→ **ОТРЫВОК ТЕКСТА**:
----------
В рассказе «Наказ» Максим Думнов хочет поделиться опытом, дать своеобразный наказ своему племяннику Григорию Думнову, новоиспеченному председателю колхоза. Они из одной семьи, оба думающие, оба живые, но подлинного лада все же не будет. Здесь и разные взгляды двух поколений, и, главное, невозможность донести свои душевные ощущения до другого («— Мда, — молвил Григорий; история эта не показалась ему поучительной. Ни поучительной, ни значительной. Но он не стал огорчать дядю. — Интересно. Максим уловил, однако, что не донес до племянника, что хотел донести. <…> — <…> Конечно, история... не ах какая, но, думаю, выбрали тебя в руководители, дай, думаю, расскажу, как я, к примеру, это дело понимаю. А? <…> — История твоя не лишена, конечно, смысла, — сказал Григорий. — Не лишена, нет, — Максим кивнул головой согласно. Но оттого, что история его не вышла такой разительной и глубокой, какой жила в его душе, он скис, как-то даже отрезвел и погрустнел. — Не лишена, Гриша, не лишена. <…> Голова у тебя неплохая. Но... бывает... — Максим вдруг махнул рукой, досадливо поморщился. — Заговорился я чего-то. Ладно. Лишка, видно, хватил, правда. Не обессудь, Гриша. Спите»).
----------
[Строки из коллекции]
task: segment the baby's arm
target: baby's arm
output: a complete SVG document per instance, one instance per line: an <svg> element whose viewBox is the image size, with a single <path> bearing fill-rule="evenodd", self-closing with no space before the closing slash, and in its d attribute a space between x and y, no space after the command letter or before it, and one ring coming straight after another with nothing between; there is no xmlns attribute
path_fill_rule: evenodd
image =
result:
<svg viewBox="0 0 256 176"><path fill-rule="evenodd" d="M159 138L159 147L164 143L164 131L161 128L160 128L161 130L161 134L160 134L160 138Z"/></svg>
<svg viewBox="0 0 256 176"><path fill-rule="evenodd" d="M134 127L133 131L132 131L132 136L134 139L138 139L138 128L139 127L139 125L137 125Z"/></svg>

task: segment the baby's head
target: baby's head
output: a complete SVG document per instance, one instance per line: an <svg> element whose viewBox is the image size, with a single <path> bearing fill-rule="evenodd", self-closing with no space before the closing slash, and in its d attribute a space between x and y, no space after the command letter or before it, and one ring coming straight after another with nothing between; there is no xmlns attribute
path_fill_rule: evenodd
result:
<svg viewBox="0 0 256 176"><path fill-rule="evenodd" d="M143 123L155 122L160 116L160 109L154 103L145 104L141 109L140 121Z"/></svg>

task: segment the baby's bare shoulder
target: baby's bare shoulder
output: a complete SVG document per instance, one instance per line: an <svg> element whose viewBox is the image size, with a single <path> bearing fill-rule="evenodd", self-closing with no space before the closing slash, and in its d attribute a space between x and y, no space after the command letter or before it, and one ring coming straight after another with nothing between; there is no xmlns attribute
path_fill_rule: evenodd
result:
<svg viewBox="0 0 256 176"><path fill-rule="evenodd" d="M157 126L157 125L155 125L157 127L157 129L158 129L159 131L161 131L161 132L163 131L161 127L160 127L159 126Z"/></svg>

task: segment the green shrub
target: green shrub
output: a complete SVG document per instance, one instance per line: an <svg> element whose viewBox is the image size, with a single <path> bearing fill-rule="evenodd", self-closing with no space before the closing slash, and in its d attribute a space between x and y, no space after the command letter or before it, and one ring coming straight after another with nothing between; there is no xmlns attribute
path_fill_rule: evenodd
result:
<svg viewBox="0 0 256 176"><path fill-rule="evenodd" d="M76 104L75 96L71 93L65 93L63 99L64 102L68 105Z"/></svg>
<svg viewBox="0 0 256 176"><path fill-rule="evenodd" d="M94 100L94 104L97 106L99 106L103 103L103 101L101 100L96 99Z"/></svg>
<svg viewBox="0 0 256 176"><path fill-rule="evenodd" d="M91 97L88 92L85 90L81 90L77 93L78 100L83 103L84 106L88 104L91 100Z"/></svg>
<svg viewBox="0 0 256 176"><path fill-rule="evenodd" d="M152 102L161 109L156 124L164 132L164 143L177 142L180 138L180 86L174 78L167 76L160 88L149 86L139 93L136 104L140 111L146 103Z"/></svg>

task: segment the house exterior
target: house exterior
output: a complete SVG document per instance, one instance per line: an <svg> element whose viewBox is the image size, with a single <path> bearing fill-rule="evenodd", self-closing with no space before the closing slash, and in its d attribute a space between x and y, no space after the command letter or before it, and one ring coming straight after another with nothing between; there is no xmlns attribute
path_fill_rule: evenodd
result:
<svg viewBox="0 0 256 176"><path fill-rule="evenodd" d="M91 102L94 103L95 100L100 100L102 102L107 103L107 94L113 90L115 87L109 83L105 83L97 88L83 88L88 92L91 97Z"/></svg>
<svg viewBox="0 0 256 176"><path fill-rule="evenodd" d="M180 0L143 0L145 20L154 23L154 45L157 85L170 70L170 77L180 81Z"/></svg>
----------
→ **СПИСОК ЗАДАНИЙ**:
a) Ответьте на вопросы по отрывку о рассказе «Наказ»:
(i) Кем Григорий Думнов приходится Максиму Думнову?
(ii) Кем только что стал Григорий?
(iii) Какое одно слово Григорий говорит, чтобы не огорчать дядю?
b) Продолжите отрывок о рассказе «Наказ» после его последнего предложения.

→ **РЕЗУЛЬТАТЫ УПРАЖНЕНИЙ**:
a)
(i) Племянником.
(ii) Председателем колхоза.
(iii) «Интересно».

b)
В рассказе «Хозяин бани и огорода» показано, что для того, чтобы двое поругались вусмерть, ничего специального не надо, достаточно просто сесть рядом и несколько минут поговорить («В субботу, под вечерок, на скамейке перед домом сидели два мужика, два соседа, ждали баню»). Беседа, которая начинается совершенно нормально и с незначительных тем («— Ты будешь плавить? — Я, может, угля куплю. Посмотрю. — Наверно, наплавлю. Неохота этими кизяками заниматься»), весьма быстро перерастает в злобную перебранку, которая оканчивается чуть ли не смертной враждой («— Вот тебе-то я ее не буду копать! И помянуть не приду... Хозяин бани и огорода смотрел на соседа спокойными, презрительными глазами. Видно, думал, как покрепче сказать. Сказал: — Придешь. Там же выпить дадут... как же ты не придешь. Только позвали бы. — Нет, не приду! — серьезно, с угрозой сказал Иван. — А чего ты решил, что я помираю? Я еще тебя переживу. Переживу, Ваня, не горюй. — Куркуль. — Иди музыку слушай. Вальс „Почему деньги не ведутся”. — Хозяин бани и огорода засмеялся. Бросил окурок, поднялся и пошел к себе в ограду»).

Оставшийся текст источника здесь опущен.